Restate word for word the line containing "Please segment every instance of the mirror" and all remaining lines of the entries below.
══════════
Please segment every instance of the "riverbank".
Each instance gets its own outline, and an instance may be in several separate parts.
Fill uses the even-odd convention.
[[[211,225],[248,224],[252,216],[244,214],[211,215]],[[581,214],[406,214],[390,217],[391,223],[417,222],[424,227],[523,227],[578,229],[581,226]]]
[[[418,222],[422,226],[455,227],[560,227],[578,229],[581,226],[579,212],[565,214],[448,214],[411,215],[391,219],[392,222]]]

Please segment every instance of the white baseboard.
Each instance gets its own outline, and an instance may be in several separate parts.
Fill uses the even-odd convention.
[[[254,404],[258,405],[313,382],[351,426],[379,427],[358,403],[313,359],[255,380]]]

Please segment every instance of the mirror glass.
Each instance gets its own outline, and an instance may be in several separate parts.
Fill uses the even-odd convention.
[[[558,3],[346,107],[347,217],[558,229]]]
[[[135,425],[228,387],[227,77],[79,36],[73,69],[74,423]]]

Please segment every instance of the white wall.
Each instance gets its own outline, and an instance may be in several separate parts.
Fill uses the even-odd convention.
══════════
**FINAL ANSWER**
Please segment every instance of the mirror glass.
Each instance gets its own outline, and an instance may be in several separate parts.
Fill uses the even-odd convention.
[[[558,3],[346,107],[347,217],[558,229]]]
[[[135,425],[228,387],[227,77],[79,36],[73,69],[74,423]]]

Please segment every instance of the white wall.
Each instance gets its own outline, and an instance may be in several separate parts.
Fill uses the even-odd convention.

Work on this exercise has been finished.